### Task requirements
Only lines holding the string "chrome" are wanted; copy each one from the material.

### Extracted material
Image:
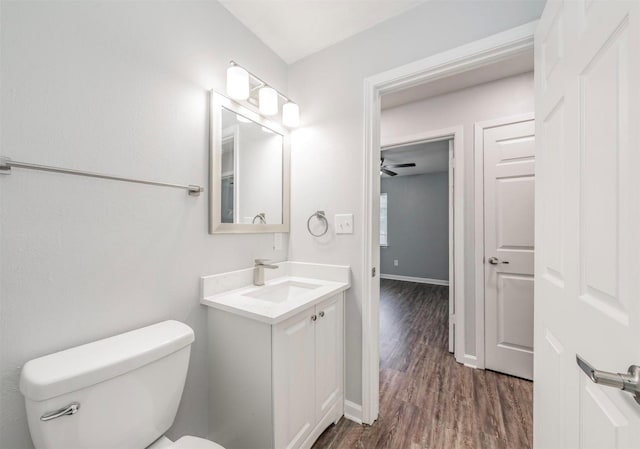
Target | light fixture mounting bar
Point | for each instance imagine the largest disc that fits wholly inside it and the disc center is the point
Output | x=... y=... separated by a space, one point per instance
x=262 y=82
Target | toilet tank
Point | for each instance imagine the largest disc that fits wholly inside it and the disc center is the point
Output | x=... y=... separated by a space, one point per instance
x=128 y=388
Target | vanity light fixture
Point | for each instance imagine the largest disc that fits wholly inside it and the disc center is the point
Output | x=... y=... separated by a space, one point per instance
x=239 y=87
x=242 y=119
x=237 y=82
x=268 y=101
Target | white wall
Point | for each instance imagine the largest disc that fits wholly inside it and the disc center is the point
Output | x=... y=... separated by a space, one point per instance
x=327 y=151
x=115 y=87
x=501 y=98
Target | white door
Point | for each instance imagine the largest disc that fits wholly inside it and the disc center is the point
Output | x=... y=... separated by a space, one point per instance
x=328 y=355
x=587 y=222
x=293 y=379
x=509 y=162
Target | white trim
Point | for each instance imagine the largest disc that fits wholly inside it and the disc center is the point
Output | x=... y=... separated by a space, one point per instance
x=451 y=238
x=353 y=411
x=478 y=158
x=397 y=277
x=470 y=361
x=480 y=53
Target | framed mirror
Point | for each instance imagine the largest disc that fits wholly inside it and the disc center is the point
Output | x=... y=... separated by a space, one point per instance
x=249 y=171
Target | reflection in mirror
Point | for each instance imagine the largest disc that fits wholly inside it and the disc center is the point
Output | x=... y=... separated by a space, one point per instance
x=249 y=171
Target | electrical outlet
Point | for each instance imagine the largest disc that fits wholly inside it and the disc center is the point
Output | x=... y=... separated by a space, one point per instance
x=344 y=223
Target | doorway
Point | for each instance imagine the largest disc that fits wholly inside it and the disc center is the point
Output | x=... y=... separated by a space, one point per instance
x=417 y=215
x=505 y=46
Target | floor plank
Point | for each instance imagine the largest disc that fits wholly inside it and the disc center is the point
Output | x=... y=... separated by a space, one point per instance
x=427 y=400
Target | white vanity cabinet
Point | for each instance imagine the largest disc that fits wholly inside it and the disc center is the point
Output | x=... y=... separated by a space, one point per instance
x=307 y=374
x=276 y=386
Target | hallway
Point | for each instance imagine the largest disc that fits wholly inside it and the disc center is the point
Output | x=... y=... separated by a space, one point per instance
x=428 y=400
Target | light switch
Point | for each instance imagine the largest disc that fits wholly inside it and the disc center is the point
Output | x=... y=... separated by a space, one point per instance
x=344 y=223
x=277 y=241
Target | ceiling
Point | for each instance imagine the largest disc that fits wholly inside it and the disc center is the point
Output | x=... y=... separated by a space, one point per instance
x=498 y=70
x=294 y=29
x=430 y=157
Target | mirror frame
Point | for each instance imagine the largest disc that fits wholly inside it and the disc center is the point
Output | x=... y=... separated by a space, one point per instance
x=217 y=102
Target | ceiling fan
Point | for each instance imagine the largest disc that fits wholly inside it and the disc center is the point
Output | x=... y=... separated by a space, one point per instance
x=384 y=168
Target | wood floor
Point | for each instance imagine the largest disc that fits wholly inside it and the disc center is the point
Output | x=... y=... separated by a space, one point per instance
x=427 y=400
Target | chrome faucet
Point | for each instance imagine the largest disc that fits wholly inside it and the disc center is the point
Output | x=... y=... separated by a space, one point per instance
x=258 y=271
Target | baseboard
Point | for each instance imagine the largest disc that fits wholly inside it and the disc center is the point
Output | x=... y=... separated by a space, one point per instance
x=397 y=277
x=470 y=360
x=353 y=412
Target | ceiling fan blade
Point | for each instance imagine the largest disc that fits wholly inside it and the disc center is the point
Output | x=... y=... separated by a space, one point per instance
x=409 y=164
x=387 y=172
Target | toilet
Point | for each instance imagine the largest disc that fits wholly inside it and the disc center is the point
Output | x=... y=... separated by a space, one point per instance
x=122 y=392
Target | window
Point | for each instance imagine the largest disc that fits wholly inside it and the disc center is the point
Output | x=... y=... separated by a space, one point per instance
x=383 y=220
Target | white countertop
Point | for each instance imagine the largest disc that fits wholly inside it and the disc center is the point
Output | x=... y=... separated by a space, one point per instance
x=274 y=312
x=328 y=280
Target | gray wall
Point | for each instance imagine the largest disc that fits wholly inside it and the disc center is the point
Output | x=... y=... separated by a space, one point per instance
x=418 y=226
x=114 y=87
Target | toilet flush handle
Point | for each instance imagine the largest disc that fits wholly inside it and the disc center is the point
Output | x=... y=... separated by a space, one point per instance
x=70 y=409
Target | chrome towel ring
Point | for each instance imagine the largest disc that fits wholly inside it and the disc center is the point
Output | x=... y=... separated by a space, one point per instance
x=322 y=217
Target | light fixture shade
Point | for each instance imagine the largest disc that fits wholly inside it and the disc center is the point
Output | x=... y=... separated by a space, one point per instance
x=237 y=83
x=242 y=119
x=290 y=115
x=268 y=100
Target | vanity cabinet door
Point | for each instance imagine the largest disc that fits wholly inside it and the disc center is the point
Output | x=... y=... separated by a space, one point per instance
x=329 y=349
x=294 y=379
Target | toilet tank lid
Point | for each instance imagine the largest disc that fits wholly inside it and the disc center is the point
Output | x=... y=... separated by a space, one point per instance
x=82 y=366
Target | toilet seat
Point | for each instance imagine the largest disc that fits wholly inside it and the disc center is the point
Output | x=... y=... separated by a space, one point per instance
x=189 y=442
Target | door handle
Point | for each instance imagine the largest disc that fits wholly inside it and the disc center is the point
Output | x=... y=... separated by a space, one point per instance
x=629 y=381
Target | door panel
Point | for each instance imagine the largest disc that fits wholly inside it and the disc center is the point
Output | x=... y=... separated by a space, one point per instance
x=294 y=380
x=509 y=184
x=329 y=351
x=587 y=219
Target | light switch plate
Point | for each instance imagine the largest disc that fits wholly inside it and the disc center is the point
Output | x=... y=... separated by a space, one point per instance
x=277 y=241
x=344 y=223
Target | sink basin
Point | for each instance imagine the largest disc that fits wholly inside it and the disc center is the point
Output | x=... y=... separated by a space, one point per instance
x=281 y=292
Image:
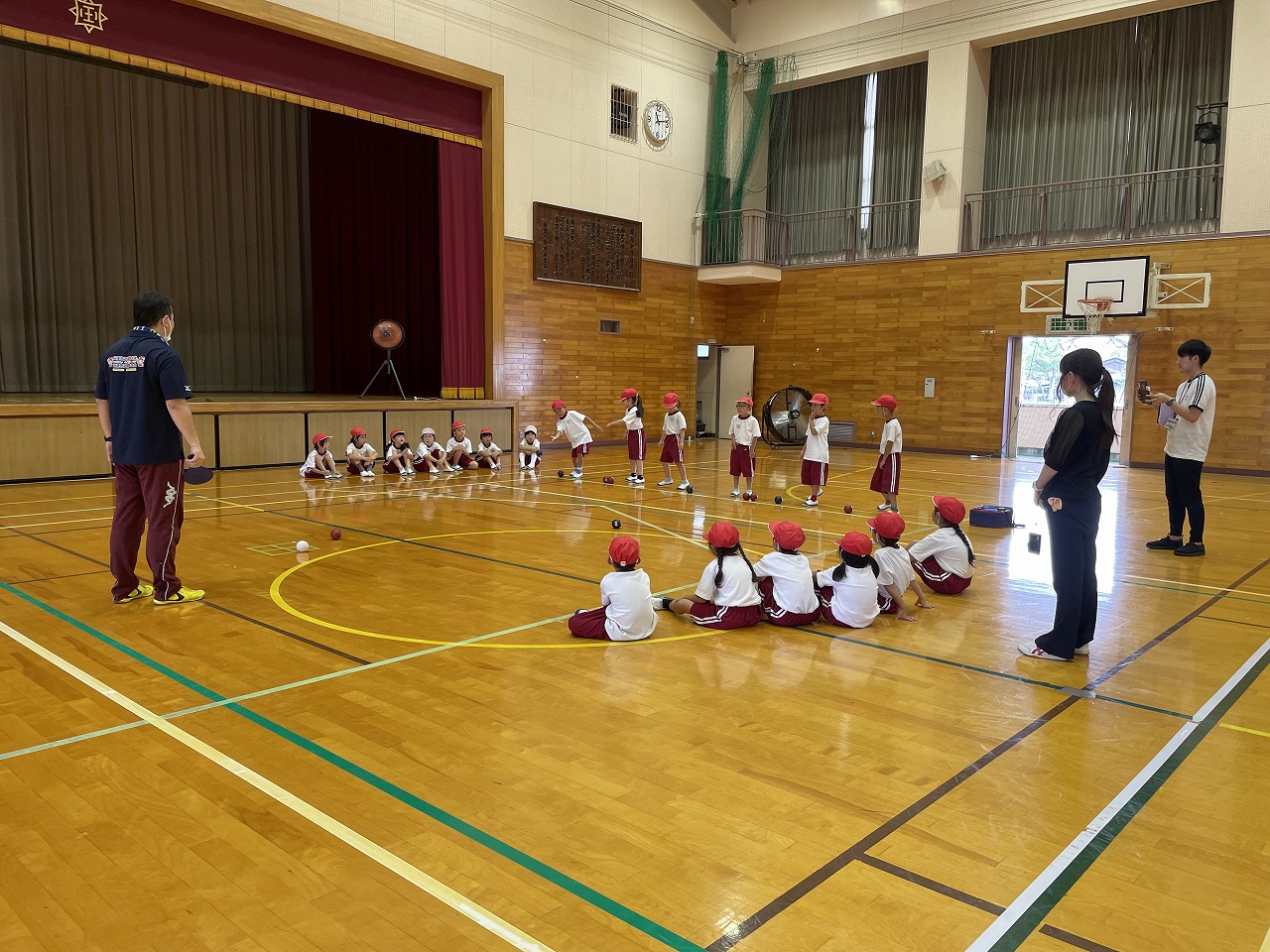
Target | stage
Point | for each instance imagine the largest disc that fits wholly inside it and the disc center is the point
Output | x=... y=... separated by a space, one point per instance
x=238 y=430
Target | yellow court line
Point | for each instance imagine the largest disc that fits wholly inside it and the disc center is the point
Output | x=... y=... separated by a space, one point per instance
x=280 y=794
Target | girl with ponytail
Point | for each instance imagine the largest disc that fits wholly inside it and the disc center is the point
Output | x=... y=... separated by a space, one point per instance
x=1078 y=454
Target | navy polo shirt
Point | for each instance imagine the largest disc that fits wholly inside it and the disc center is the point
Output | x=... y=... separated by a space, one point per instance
x=137 y=376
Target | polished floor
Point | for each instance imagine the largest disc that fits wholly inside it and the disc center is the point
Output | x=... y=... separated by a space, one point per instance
x=391 y=742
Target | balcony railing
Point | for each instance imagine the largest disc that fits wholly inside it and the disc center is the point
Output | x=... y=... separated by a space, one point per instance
x=864 y=232
x=1087 y=211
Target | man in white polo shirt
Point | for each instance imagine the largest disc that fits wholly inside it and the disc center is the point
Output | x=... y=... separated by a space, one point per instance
x=1189 y=416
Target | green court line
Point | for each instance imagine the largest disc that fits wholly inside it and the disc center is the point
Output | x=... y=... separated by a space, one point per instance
x=504 y=849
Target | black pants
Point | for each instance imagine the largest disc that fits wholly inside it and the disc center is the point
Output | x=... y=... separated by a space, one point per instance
x=1072 y=548
x=1182 y=490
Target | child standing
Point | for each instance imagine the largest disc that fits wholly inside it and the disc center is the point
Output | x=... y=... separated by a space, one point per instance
x=786 y=583
x=816 y=451
x=398 y=456
x=848 y=592
x=726 y=597
x=894 y=571
x=361 y=454
x=572 y=425
x=320 y=463
x=530 y=448
x=625 y=610
x=945 y=560
x=674 y=429
x=636 y=440
x=885 y=477
x=744 y=438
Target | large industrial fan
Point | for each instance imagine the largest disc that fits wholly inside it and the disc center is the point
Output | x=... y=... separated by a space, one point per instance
x=785 y=416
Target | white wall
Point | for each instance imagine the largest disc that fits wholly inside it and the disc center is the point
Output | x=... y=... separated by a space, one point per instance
x=559 y=59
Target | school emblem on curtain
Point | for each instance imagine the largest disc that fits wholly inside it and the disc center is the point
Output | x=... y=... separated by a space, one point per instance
x=89 y=16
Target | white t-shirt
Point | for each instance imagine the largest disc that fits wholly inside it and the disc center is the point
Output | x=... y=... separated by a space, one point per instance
x=572 y=425
x=1189 y=440
x=744 y=431
x=894 y=567
x=792 y=580
x=855 y=598
x=737 y=589
x=948 y=548
x=890 y=430
x=627 y=601
x=817 y=448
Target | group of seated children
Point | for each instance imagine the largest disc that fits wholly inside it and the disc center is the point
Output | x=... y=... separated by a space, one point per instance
x=734 y=593
x=430 y=456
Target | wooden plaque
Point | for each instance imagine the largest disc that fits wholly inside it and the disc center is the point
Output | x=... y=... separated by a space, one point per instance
x=581 y=248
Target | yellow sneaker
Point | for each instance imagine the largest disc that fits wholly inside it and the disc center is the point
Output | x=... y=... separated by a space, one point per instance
x=141 y=590
x=176 y=598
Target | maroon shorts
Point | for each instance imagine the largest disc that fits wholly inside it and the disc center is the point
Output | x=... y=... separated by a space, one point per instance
x=672 y=449
x=885 y=477
x=815 y=474
x=711 y=616
x=636 y=444
x=940 y=579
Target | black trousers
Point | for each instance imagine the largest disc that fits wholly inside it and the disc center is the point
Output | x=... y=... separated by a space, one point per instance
x=1185 y=500
x=1072 y=548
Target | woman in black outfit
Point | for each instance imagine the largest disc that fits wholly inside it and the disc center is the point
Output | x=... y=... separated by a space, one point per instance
x=1078 y=454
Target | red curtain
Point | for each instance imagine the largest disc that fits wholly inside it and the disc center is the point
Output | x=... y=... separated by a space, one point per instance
x=462 y=271
x=373 y=227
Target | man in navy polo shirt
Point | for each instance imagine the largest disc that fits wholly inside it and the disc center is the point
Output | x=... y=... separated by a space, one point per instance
x=143 y=403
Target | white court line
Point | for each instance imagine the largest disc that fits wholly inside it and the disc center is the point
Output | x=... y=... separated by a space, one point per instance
x=1025 y=900
x=389 y=861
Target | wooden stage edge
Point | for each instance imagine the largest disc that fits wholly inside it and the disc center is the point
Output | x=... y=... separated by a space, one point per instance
x=238 y=429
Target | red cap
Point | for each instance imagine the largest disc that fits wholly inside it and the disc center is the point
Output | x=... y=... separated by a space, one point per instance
x=951 y=508
x=887 y=525
x=624 y=551
x=856 y=543
x=788 y=535
x=722 y=535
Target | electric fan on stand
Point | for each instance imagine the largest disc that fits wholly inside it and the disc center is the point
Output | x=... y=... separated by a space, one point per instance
x=784 y=420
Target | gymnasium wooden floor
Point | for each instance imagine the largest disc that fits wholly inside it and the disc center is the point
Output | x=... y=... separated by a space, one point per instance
x=393 y=744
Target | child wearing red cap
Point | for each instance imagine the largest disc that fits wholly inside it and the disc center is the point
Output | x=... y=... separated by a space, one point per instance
x=726 y=597
x=458 y=448
x=572 y=424
x=848 y=592
x=397 y=456
x=636 y=440
x=945 y=560
x=672 y=440
x=744 y=433
x=488 y=452
x=786 y=583
x=894 y=570
x=625 y=610
x=885 y=479
x=816 y=449
x=361 y=454
x=320 y=463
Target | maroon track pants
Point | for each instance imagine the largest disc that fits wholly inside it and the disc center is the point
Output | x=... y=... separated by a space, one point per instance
x=154 y=494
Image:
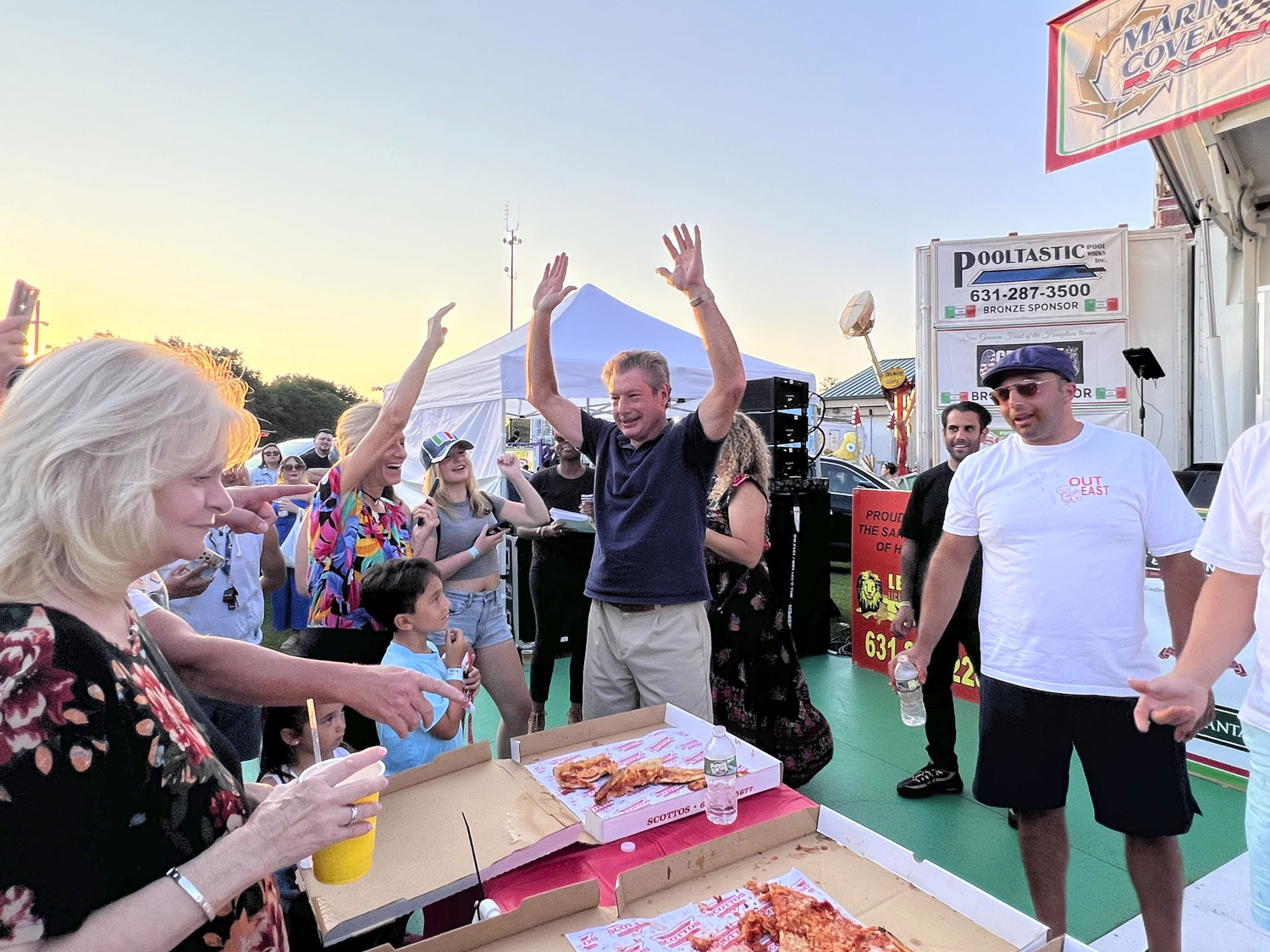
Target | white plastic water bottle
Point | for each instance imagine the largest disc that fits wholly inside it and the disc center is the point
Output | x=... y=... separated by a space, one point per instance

### Exercise answer
Target | chrome faucet
Target | chrome towel ring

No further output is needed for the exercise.